### JOB
Please set out the rows below as a numbered list, starting at the first row and ending at the row that contains "[[603, 66, 1024, 488], [0, 35, 615, 530]]", with both of those included and blank lines left out.

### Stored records
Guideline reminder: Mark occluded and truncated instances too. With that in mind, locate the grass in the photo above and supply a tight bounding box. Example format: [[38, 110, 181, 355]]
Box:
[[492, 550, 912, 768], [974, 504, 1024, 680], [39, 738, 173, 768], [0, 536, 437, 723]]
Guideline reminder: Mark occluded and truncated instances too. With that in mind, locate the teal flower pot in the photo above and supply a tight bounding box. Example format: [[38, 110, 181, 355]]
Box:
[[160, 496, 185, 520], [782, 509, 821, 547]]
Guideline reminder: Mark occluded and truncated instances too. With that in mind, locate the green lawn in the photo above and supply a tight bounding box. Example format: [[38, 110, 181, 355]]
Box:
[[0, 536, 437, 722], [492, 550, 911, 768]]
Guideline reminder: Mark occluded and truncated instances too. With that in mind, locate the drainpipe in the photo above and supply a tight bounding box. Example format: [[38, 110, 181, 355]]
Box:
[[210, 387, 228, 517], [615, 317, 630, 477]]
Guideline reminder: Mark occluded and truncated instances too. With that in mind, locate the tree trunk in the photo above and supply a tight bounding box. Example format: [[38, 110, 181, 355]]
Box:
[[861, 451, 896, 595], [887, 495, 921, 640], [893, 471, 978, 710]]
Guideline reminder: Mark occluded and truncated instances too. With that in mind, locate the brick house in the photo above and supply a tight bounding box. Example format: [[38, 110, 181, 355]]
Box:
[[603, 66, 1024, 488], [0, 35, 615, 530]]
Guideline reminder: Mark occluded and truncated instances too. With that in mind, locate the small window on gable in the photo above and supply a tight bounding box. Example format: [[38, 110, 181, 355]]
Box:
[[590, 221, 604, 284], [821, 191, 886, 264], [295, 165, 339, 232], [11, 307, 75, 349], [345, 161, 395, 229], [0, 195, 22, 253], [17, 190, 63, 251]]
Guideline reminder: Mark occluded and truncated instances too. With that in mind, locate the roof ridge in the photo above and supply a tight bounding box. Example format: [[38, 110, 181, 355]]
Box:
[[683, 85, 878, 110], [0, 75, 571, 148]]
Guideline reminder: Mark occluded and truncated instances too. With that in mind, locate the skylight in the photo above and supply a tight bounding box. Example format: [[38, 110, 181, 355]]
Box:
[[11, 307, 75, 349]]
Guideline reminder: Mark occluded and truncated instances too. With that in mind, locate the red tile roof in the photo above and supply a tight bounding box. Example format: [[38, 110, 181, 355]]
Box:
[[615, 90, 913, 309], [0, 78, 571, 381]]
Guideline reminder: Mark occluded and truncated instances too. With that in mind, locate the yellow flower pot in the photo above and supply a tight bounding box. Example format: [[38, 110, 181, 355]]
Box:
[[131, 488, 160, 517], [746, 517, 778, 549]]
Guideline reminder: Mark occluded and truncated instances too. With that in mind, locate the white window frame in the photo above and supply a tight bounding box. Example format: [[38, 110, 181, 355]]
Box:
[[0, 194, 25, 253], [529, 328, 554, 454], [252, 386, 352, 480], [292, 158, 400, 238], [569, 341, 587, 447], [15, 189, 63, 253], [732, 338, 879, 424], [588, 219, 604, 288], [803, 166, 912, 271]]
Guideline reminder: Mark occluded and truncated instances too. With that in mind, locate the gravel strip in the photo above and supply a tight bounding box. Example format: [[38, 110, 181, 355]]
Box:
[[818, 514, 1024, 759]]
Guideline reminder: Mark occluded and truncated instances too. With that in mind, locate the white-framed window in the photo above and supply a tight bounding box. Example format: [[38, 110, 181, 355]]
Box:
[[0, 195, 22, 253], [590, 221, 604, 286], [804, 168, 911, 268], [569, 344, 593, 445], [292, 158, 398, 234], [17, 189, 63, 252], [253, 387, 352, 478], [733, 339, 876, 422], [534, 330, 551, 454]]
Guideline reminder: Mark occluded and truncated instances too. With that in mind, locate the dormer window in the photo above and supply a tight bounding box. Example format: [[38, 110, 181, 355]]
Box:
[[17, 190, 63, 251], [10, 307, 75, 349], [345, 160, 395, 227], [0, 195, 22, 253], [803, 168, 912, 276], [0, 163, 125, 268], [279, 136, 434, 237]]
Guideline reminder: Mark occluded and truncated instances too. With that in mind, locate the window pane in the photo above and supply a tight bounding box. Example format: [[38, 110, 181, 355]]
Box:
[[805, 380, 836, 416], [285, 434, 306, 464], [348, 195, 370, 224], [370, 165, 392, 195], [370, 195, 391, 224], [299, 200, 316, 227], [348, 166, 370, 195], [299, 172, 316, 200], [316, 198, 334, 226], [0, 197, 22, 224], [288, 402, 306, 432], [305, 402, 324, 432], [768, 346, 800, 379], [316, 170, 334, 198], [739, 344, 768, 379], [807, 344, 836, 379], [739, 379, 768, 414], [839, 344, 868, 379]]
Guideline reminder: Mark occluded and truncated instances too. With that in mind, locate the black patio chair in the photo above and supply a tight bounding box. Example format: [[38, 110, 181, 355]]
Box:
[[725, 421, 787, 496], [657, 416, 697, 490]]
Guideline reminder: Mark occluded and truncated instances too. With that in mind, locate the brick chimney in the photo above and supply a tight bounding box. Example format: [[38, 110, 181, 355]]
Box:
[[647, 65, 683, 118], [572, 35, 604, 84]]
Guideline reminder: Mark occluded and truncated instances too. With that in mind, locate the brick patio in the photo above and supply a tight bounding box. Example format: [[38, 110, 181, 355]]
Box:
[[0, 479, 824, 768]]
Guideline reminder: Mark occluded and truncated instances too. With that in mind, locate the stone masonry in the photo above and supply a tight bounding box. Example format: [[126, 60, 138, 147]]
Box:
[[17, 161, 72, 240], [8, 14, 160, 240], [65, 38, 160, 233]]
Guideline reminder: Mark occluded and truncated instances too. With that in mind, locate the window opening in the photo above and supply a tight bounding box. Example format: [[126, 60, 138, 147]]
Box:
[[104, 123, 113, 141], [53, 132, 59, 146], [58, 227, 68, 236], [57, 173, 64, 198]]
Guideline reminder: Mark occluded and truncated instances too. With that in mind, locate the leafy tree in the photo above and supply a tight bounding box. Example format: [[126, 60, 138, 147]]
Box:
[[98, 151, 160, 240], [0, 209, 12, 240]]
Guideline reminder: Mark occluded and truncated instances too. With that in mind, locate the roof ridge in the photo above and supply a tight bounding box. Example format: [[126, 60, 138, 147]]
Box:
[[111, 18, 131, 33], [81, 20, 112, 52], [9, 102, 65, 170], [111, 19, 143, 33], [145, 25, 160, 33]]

### RESPONSE TO THIS EXERCISE
1. Guideline reminder: Mark occluded and truncated instances too. With that in mind, locate the grass in the photo above and supply a tight bounding box. Example format: [[38, 110, 181, 355]]
2. Box:
3. [[492, 550, 912, 768], [974, 504, 1024, 680], [39, 738, 173, 768], [0, 536, 437, 723]]
4. Guideline reminder: Mark occluded and truncated instances too. With that in mind, locate the teal flower pot in the photo above and supply a tight bounding box. Example format: [[38, 110, 181, 355]]
5. Box:
6. [[160, 496, 185, 520], [782, 509, 821, 547]]
7. Guideline reminder: Mark occluded and truncated instances too. With that in mind, locate the green lawn in the photo above and supply a tight bounding box. Example format: [[38, 110, 181, 355]]
8. Box:
9. [[0, 536, 437, 722], [492, 550, 911, 768]]
10. Guideline reminder: Mark occluded and truncated instances too. With that in mind, locate the drainpipe in the photo above and supply a tight bounding box. Example format: [[38, 110, 181, 355]]
11. Box:
12. [[210, 387, 228, 517], [615, 317, 630, 477]]
13. Guideline reminder: Mark occluded and truncated instances too. With that in mind, locate the tree trunk in the photo above and supply a tight bounding box. Example format: [[38, 110, 181, 355]]
14. Box:
15. [[861, 451, 896, 595], [887, 495, 921, 640], [893, 471, 978, 710]]
16. Guideline reminder: Mark occluded and truncated instances too. With that in mind, locate the brick house in the photo above and supply a tight bounding box. Example format: [[38, 110, 181, 355]]
17. Box:
18. [[603, 66, 1024, 488], [0, 35, 615, 530]]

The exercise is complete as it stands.